— What you need to do —
A: According to the book review, in what year did Allende receive the Presidential Medal of Freedom?
B: Reproduce the book review, everything from "Her outstanding novels, which" down to "own life experiences.".
C: List every Allende novel that the book review names by title.

Book review: The Japanese Lover Â byÂ Isabel Allende
With 65 million of her books sold worldwide and a ringing endorsement from President Barak Obama, Chilean-American author Isabel Allende has become a shining star of the literary world.
Born in Peru and raised in Chile but now settled in California, Allende was awarded America’s highest civilian honour, the Presidential Medal of Freedom, in 2014 for her ‘especially meritorious contributions’ to American life.
Her outstanding novels, which include the bestselling The House of the Spirits and City of the Beasts, are noted for their use of ‘magic realism’ and often feature real historical events and Allende’s own life experiences.
Now aged 73, Allende has set much of her new, beautifully wrought, multigenerational story, The Japanese Lover, in a quirky old people’s home in San Francisco Bay where Holocaust survivor Alma Belasco meets carer Irina Bazili, a young Moldovan immigrant haunted by her troubled past.
Both women fled their homes in Eastern Europe and both have secrets in their past… and as they forge an unexpected friendship we learn of Alma’s forbidden love affair with a Japanese man which has endured, against many odds, for nearly 70 years.

— Records shown —

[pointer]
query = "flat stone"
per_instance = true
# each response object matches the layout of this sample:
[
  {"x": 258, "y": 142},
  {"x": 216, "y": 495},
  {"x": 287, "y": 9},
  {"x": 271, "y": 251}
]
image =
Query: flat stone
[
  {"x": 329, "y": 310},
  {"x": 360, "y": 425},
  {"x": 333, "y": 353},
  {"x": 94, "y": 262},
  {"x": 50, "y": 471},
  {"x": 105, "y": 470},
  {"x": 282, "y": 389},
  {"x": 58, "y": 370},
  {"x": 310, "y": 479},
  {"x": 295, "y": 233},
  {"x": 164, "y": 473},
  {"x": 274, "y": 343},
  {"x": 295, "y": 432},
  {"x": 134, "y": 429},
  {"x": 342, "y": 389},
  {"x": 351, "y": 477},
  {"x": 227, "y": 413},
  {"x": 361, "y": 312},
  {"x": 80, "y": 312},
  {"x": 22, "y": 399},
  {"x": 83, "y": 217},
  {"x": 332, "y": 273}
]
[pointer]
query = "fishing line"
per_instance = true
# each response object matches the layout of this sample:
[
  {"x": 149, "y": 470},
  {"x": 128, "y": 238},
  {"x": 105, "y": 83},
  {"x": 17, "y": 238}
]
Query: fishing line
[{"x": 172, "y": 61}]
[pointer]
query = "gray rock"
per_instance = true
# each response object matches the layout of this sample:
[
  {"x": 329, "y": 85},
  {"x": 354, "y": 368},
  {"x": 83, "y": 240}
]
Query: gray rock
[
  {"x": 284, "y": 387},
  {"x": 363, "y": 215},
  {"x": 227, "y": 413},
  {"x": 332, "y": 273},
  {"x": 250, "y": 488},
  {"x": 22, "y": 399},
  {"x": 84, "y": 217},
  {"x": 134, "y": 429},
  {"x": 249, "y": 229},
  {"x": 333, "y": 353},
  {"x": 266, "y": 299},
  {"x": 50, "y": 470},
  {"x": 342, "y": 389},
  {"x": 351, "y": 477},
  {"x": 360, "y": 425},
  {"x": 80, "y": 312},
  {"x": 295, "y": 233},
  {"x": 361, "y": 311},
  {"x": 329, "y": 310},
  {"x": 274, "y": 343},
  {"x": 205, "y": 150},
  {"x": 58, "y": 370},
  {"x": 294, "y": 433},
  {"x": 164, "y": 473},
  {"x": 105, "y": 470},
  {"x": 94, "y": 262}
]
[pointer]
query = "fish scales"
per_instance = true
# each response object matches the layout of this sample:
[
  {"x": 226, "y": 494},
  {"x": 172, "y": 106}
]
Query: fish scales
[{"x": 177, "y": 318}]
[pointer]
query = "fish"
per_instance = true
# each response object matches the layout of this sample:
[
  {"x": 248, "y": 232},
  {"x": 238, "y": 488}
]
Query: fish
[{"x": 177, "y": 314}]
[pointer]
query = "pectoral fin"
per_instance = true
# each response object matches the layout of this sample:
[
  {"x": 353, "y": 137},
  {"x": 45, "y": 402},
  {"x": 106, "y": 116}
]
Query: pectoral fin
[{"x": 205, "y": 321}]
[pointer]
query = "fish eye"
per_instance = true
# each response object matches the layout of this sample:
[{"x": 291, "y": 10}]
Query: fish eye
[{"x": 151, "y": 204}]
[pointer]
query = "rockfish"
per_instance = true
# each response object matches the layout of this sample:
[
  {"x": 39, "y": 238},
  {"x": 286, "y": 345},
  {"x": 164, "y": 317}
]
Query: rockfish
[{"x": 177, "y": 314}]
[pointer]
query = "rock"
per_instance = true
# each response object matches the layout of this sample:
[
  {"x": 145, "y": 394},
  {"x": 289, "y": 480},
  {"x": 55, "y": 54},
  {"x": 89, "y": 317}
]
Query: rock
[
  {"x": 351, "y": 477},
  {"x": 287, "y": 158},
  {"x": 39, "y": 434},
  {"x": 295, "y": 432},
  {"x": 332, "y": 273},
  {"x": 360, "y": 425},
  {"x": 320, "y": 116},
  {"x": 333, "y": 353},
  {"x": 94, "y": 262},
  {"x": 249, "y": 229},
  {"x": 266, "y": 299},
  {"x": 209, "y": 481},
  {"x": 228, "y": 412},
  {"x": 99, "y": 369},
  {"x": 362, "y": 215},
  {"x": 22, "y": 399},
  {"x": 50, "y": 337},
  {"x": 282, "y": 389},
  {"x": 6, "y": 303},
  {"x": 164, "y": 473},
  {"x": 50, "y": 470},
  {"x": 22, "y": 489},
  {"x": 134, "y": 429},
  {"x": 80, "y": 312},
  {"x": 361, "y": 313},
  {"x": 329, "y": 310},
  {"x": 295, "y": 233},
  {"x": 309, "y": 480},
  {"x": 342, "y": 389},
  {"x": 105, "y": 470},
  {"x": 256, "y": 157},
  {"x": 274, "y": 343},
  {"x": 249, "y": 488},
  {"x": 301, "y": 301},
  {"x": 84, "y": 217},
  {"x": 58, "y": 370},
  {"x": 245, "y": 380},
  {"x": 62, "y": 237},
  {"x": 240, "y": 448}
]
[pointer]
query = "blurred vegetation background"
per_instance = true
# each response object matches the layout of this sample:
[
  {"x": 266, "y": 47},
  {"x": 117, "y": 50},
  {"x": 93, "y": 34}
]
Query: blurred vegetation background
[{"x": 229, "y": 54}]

* * *

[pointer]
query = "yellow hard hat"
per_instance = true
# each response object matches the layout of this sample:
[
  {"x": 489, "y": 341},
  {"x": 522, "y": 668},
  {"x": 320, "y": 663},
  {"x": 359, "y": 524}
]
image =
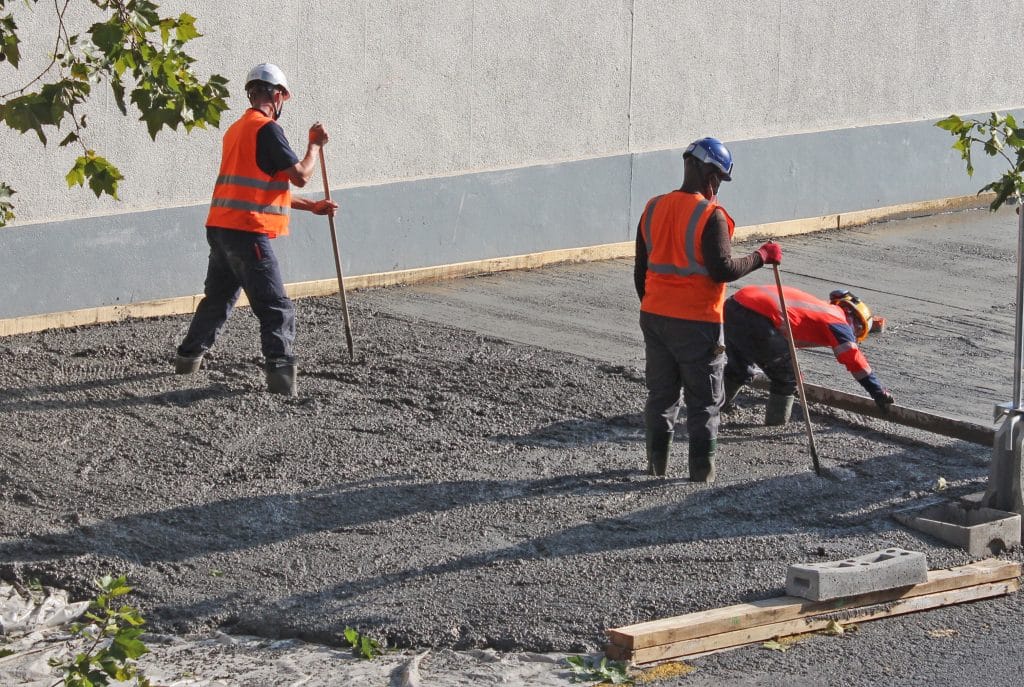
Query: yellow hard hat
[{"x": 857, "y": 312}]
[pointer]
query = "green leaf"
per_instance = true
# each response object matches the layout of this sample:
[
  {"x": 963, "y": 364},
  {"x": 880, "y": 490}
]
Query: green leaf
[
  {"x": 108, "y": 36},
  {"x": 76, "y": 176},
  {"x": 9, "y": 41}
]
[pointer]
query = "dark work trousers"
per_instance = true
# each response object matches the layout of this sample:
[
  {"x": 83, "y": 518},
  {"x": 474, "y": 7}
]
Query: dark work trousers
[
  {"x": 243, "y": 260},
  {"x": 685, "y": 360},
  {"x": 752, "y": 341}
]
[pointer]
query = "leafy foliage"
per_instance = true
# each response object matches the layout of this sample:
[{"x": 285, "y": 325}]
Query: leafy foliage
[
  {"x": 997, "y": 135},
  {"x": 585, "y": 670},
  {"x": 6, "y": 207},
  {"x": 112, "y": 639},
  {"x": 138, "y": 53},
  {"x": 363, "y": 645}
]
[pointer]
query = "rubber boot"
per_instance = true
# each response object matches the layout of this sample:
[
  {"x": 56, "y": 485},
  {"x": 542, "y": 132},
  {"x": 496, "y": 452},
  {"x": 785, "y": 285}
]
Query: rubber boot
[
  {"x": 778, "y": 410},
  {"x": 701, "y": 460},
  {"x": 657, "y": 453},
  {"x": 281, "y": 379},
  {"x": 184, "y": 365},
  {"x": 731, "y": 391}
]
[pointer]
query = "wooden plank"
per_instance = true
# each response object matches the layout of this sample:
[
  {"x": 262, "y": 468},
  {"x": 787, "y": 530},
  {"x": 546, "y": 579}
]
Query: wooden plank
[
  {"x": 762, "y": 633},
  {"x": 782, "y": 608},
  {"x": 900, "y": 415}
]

— Answers to the tasks —
A: 2014

B:
Her outstanding novels, which include the bestselling The House of the Spirits and City of the Beasts, are noted for their use of ‘magic realism’ and often feature real historical events and Allende’s own life experiences.

C:
The House of the Spirits
City of the Beasts
The Japanese Lover